━━━ Page excerpt ━━━
Throughout the central Middle Ages, Europe was characterized by the power struggle between the secular and the ecclesiastic. The question of rule by God or by man was one which arose with unwavering frequency among scholars, clergy, and nobility alike. The line which separated church and state was blurry at best, leading to the development of the Investiture Conflict in the eleventh and twelfth centuries, and the attempts to undermine the heir to the throne in the twelfth and thirteenth centuries. Four men stand out among dozens in this effort to define the powers of the lay versus that of the spiritual: Emperor/kings Henry IV and John of England, and the popes who aggressively challenged their exertions of authority, Pope Gregory VII and Pope Innocent III, respectively. The years and conditions through which the worldly battled the holy for the command of the people differed, but the themes and events which emerged amidst the strife bore striking similarities. Alteration of names and faces had no effect on the emotive, and at times bitter, struggle between the two poles of authority; even time could not change the tenuous relationships between the papacy and the secular powers. Pope Gregory VII was born Hildebrand circa 1025 in Sovana, a small town in Tuscany.
━━━
■ **Given instruction 1**:
Reproduce, word for word, the part of the records that opens with the line containing "where the lower" and runs through the end of the records, including both ends.
━━━ Material for this task ━━━
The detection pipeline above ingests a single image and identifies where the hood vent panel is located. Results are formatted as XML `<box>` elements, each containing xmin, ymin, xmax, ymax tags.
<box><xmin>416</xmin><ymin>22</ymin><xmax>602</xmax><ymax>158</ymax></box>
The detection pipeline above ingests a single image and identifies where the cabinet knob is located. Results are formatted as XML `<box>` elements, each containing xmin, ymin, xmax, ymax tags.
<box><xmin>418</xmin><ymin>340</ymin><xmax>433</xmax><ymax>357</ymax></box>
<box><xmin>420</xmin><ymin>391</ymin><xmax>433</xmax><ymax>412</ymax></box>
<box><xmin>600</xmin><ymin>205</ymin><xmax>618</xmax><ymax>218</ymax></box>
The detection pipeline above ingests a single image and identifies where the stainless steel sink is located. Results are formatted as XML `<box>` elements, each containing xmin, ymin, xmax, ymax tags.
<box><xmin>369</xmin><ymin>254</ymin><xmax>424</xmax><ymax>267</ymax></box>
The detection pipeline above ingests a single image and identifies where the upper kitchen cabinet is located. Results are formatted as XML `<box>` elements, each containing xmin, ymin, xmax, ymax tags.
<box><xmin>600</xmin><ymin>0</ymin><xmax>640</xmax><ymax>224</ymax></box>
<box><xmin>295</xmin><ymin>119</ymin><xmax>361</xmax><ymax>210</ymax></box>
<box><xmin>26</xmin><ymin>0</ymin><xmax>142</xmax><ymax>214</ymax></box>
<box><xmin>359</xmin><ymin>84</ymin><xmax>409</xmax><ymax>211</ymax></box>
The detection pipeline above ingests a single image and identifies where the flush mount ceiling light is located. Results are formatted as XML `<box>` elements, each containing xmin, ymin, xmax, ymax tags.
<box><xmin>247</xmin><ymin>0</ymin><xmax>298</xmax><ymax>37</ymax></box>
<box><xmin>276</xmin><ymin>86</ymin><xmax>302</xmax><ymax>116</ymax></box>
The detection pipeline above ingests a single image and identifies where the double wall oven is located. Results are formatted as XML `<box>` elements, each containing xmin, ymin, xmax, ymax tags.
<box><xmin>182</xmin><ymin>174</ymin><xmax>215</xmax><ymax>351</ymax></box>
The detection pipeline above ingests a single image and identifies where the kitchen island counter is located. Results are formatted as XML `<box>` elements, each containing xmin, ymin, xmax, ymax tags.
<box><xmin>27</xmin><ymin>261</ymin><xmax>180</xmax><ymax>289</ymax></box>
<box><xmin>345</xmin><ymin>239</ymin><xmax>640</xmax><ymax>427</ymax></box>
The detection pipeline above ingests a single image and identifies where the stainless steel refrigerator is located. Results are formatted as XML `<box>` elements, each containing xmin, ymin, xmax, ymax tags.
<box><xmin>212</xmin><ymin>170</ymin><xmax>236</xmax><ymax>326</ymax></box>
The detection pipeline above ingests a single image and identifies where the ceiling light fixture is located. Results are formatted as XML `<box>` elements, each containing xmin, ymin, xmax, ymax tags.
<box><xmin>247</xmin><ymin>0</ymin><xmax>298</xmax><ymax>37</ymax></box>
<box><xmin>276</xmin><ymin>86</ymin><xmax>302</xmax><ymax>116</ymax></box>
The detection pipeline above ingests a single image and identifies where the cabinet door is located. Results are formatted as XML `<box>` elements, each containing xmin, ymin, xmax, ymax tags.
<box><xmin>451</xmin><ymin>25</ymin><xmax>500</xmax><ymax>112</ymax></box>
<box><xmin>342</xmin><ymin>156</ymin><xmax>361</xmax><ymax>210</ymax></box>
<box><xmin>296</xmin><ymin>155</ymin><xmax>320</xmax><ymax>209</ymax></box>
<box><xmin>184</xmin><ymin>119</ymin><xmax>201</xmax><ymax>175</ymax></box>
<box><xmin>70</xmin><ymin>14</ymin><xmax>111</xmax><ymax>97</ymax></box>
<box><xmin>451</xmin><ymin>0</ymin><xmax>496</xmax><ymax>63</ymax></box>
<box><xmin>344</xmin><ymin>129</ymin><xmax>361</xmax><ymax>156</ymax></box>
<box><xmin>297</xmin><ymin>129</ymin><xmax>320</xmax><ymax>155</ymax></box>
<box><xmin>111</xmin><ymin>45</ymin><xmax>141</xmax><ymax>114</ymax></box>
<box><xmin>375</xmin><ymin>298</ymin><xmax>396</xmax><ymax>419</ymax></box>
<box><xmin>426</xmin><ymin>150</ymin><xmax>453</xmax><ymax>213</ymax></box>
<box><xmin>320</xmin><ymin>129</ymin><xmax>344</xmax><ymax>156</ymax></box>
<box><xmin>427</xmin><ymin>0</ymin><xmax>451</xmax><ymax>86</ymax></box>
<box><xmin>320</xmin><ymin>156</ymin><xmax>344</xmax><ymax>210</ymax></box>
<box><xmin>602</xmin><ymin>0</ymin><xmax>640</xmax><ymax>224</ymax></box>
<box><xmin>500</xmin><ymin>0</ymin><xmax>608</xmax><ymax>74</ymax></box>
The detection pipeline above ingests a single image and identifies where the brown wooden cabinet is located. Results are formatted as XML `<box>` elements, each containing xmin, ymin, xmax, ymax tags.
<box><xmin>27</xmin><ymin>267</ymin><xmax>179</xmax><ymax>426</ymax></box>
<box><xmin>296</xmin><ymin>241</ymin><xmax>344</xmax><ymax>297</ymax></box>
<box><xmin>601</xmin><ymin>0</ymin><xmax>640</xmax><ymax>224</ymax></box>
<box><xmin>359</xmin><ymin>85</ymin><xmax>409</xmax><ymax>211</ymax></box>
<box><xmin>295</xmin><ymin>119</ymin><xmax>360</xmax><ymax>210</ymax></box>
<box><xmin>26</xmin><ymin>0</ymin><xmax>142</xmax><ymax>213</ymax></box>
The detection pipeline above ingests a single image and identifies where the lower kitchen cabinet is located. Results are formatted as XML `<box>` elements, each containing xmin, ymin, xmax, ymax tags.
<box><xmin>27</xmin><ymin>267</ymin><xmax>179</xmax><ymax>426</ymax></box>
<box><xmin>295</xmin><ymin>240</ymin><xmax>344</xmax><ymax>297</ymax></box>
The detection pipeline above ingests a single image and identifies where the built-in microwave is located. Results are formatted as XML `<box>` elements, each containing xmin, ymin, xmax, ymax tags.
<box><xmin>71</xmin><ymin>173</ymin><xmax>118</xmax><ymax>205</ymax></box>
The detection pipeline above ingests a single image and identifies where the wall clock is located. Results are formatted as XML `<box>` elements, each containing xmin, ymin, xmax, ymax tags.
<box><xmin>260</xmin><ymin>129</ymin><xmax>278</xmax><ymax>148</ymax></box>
━━━
■ **Given instruction 2**:
State whether each statement agrees with the passage on church and state in the Middle Ages, answering yes or no and quoting the deciding words: (a) Pope Gregory VII was born in Sovana, a small town in Tuscany. (b) The Investiture Conflict developed in the fourteenth century. (c) The line separating church and state was clearly drawn.

■ **Final answer 1**:
The detection pipeline above ingests a single image and identifies where the lower kitchen cabinet is located. Results are formatted as XML `<box>` elements, each containing xmin, ymin, xmax, ymax tags.
<box><xmin>27</xmin><ymin>267</ymin><xmax>179</xmax><ymax>426</ymax></box>
<box><xmin>295</xmin><ymin>240</ymin><xmax>344</xmax><ymax>297</ymax></box>
The detection pipeline above ingests a single image and identifies where the built-in microwave is located. Results are formatted as XML `<box>` elements, each containing xmin, ymin, xmax, ymax tags.
<box><xmin>71</xmin><ymin>173</ymin><xmax>118</xmax><ymax>205</ymax></box>
The detection pipeline above ingests a single image and identifies where the wall clock is located. Results are formatted as XML `<box>` elements, each containing xmin, ymin, xmax, ymax tags.
<box><xmin>260</xmin><ymin>129</ymin><xmax>278</xmax><ymax>148</ymax></box>

■ **Final answer 2**:
(a) Yes: "Pope Gregory VII was born Hildebrand circa 1025 in Sovana, a small town in Tuscany."
(b) No: "the development of the Investiture Conflict in the eleventh and twelfth centuries"
(c) No: "The line which separated church and state was blurry at best"